**Tasks to carry out**:
[1] According to the article on Roger Espinoza, which team beat his Ohio State University side in the College Cup final, and by what score?
[2] Translate this sentence from the article on Roger Espinoza into Spanish: "Espinoza was given the opportunity to opt for the US national team, but chose to play for the country of his birth."
[3] Print everything in the article on Roger Espinoza from "What next for Roger?" down to "been given before?".

**Given passage**:
* * *

What next for Roger?


A top performer for his country in the Brazil World Cup, he scores outstanding goals, makes assists and was part of a famous FA Cup winning lineup. He works like a Trojan on the field, is dedicated to the cause and has infectious enthusiasm. Those attributes make him a favourite with the fans at his club.

But the 27 year old Roger Espinoza has clearly never been a favourite with his managers since arriving at Wigan in December 2012 from Sporting Kansas City, where a fan described his play as a mixture of cruching tackling and combative running. With one more year of his contract remaining will he be auctioned off to another club, or will Uwe Rosler finally give him the extent that he has never been given before?

The love story between Wigan Athletic and Honduras seems to be coming to an end. Espinoza was the fourth Honduran to join Latics, following on from Maynor Figueroa, Wilson Palacios and Hendry Thomas. A fifth – the ‘forgotten man’ Juan Carlos Garcia – arrived last summer, but was shunned by both Owen Coyle and Uwe Rosler throughout the season. Garcia came on as a 62nd minute substitute in the recent friendly at Rochdale. But he was not included in the squad that went to Germany last week and joined Grant Holt in the under 21 team that played at Blackburn on Saturday. With the signings of two new left backs it appears that Garcia’s days at Wigan are numbered.

Although he was born in Honduras, Espinoza is an American citizen. He moved to Denver at the age of 12. He made his name playing for the Ohio State University team that reached the final of the College Cup, scoring an early goal but his team went on to lose 2-1 to Wake Forest. From university he joined Sporting Kansas City in 2008, gaining his US citizenship that same year.  Espinoza was given the opportunity to opt for the US national team, but chose to play for the country of his birth.

Being bilingual Espinoza has been a valuable asset within the squad, providing the link between the Spanish and English speakers. When he first joined Latics he had had practically no break from football as the MLS season had not long finished. Moreover he had a hectic summer representing the Honduran team in the London Olympics, where he got himself instant fame with a goal in the match against Brazil.

* * *

**Extracted entries**:
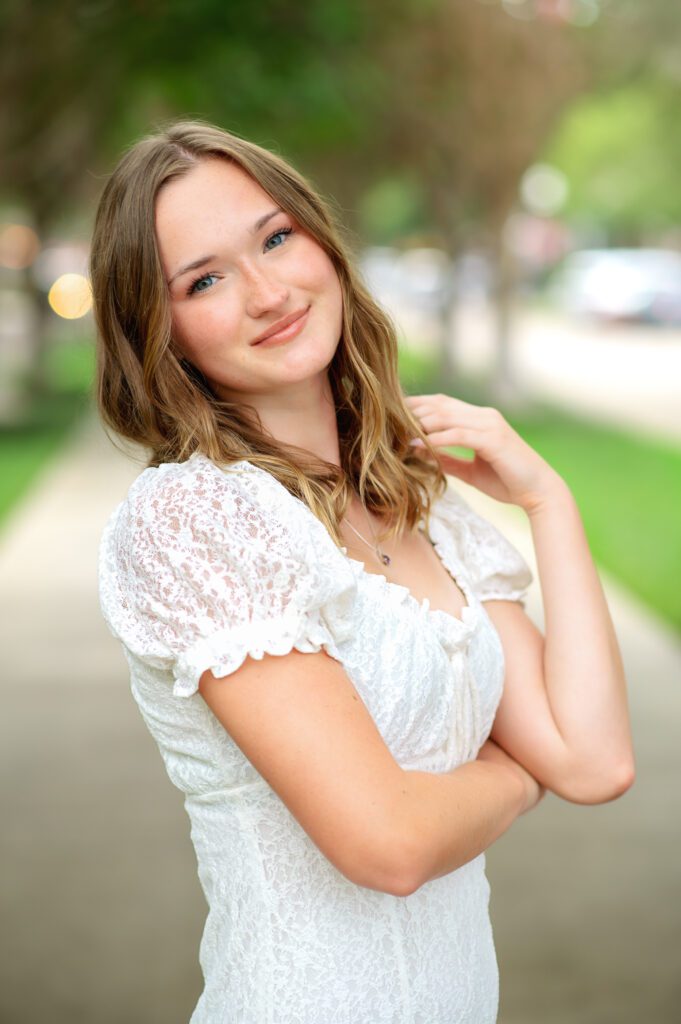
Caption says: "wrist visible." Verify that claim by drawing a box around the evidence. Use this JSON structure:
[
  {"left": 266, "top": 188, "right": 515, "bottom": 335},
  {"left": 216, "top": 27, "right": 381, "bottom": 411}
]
[{"left": 522, "top": 473, "right": 576, "bottom": 520}]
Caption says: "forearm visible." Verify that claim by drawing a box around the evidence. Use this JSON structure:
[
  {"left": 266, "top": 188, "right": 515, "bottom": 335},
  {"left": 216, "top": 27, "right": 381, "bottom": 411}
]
[
  {"left": 527, "top": 478, "right": 633, "bottom": 781},
  {"left": 387, "top": 761, "right": 525, "bottom": 892}
]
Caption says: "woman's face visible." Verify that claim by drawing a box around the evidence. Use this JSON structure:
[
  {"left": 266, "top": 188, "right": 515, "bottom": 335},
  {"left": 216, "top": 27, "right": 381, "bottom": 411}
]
[{"left": 156, "top": 159, "right": 343, "bottom": 399}]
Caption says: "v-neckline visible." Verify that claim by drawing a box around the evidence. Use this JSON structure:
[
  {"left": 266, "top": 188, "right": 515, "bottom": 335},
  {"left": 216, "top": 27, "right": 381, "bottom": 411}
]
[
  {"left": 337, "top": 519, "right": 477, "bottom": 631},
  {"left": 209, "top": 453, "right": 481, "bottom": 645}
]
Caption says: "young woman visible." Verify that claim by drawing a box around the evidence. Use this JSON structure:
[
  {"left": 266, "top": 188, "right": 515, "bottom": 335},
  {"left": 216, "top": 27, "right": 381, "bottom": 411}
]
[{"left": 91, "top": 123, "right": 634, "bottom": 1024}]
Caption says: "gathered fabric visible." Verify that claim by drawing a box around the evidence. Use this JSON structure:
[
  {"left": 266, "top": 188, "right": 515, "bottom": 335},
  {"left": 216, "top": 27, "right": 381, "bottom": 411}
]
[{"left": 99, "top": 454, "right": 531, "bottom": 1024}]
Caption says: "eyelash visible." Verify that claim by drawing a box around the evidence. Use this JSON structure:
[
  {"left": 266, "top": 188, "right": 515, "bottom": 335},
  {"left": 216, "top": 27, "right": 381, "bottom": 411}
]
[{"left": 186, "top": 227, "right": 293, "bottom": 295}]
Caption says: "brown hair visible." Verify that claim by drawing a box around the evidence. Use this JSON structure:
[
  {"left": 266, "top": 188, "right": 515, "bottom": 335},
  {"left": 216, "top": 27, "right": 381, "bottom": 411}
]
[{"left": 90, "top": 121, "right": 446, "bottom": 545}]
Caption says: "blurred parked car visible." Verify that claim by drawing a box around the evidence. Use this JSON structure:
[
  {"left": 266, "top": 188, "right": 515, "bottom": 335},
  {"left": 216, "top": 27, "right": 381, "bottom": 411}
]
[{"left": 550, "top": 249, "right": 681, "bottom": 325}]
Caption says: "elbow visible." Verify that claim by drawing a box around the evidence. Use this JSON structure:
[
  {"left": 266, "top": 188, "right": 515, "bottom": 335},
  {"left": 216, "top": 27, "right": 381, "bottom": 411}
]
[
  {"left": 553, "top": 757, "right": 636, "bottom": 804},
  {"left": 343, "top": 837, "right": 423, "bottom": 896}
]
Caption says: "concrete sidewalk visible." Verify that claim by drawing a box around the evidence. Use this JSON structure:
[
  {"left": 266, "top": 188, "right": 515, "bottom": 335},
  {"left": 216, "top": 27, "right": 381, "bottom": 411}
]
[{"left": 0, "top": 411, "right": 681, "bottom": 1024}]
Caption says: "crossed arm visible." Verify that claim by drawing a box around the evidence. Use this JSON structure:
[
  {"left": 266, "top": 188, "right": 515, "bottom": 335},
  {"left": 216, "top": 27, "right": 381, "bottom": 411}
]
[{"left": 485, "top": 481, "right": 634, "bottom": 804}]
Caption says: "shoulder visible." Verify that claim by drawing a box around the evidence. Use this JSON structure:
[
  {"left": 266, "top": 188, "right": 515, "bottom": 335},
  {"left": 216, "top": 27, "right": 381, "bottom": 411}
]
[{"left": 102, "top": 453, "right": 276, "bottom": 547}]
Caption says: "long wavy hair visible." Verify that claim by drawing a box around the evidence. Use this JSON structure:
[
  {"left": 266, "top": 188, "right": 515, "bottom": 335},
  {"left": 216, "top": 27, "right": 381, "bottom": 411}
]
[{"left": 90, "top": 121, "right": 446, "bottom": 546}]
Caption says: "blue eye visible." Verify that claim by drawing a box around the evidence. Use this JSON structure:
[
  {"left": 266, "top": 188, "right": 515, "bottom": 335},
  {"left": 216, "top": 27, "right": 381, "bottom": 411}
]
[
  {"left": 186, "top": 273, "right": 215, "bottom": 295},
  {"left": 265, "top": 227, "right": 293, "bottom": 251}
]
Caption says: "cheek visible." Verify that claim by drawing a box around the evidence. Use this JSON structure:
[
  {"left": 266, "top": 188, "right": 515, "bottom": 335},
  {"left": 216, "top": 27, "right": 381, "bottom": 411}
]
[{"left": 173, "top": 302, "right": 236, "bottom": 358}]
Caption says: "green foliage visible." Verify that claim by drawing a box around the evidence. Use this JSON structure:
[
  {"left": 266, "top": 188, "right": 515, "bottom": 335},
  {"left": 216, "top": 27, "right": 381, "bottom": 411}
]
[
  {"left": 545, "top": 76, "right": 681, "bottom": 241},
  {"left": 509, "top": 410, "right": 681, "bottom": 630},
  {"left": 0, "top": 341, "right": 94, "bottom": 525},
  {"left": 399, "top": 348, "right": 681, "bottom": 630}
]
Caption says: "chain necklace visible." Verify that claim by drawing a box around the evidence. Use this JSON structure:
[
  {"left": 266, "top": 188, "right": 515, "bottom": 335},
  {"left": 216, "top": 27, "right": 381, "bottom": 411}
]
[{"left": 343, "top": 506, "right": 392, "bottom": 565}]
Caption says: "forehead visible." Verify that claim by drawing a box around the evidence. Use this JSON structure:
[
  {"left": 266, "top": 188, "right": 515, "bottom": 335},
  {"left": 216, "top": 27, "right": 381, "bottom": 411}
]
[{"left": 155, "top": 158, "right": 275, "bottom": 259}]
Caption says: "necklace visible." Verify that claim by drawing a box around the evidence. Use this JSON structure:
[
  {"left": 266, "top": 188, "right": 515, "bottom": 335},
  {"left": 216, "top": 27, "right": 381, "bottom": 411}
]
[{"left": 343, "top": 509, "right": 392, "bottom": 565}]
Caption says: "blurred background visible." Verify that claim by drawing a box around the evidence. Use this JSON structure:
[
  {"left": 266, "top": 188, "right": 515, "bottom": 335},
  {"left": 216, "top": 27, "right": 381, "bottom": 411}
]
[{"left": 0, "top": 0, "right": 681, "bottom": 1024}]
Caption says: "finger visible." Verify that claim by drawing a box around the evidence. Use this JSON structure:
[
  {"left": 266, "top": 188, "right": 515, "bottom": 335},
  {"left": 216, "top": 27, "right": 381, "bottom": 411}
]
[
  {"left": 437, "top": 452, "right": 477, "bottom": 483},
  {"left": 419, "top": 427, "right": 482, "bottom": 452}
]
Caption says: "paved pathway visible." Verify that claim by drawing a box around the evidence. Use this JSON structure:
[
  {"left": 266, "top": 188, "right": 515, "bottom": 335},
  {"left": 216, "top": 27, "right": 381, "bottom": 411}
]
[{"left": 0, "top": 411, "right": 681, "bottom": 1024}]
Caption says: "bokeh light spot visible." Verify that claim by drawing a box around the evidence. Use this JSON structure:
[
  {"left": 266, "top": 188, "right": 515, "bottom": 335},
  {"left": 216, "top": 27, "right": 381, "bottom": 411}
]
[
  {"left": 47, "top": 273, "right": 92, "bottom": 319},
  {"left": 520, "top": 164, "right": 569, "bottom": 217}
]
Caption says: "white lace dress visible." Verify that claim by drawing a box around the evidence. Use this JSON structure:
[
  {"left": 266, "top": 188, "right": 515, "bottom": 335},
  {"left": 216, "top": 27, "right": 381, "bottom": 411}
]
[{"left": 99, "top": 454, "right": 531, "bottom": 1024}]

* * *

**Results**:
[1] Wake Forest, by 2-1.

[2] A Espinoza se le dio la oportunidad de optar por la selección nacional de Estados Unidos, pero eligió jugar para el país donde nació.

[3]
What next for Roger?


A top performer for his country in the Brazil World Cup, he scores outstanding goals, makes assists and was part of a famous FA Cup winning lineup. He works like a Trojan on the field, is dedicated to the cause and has infectious enthusiasm. Those attributes make him a favourite with the fans at his club.

But the 27 year old Roger Espinoza has clearly never been a favourite with his managers since arriving at Wigan in December 2012 from Sporting Kansas City, where a fan described his play as a mixture of cruching tackling and combative running. With one more year of his contract remaining will he be auctioned off to another club, or will Uwe Rosler finally give him the extent that he has never been given before?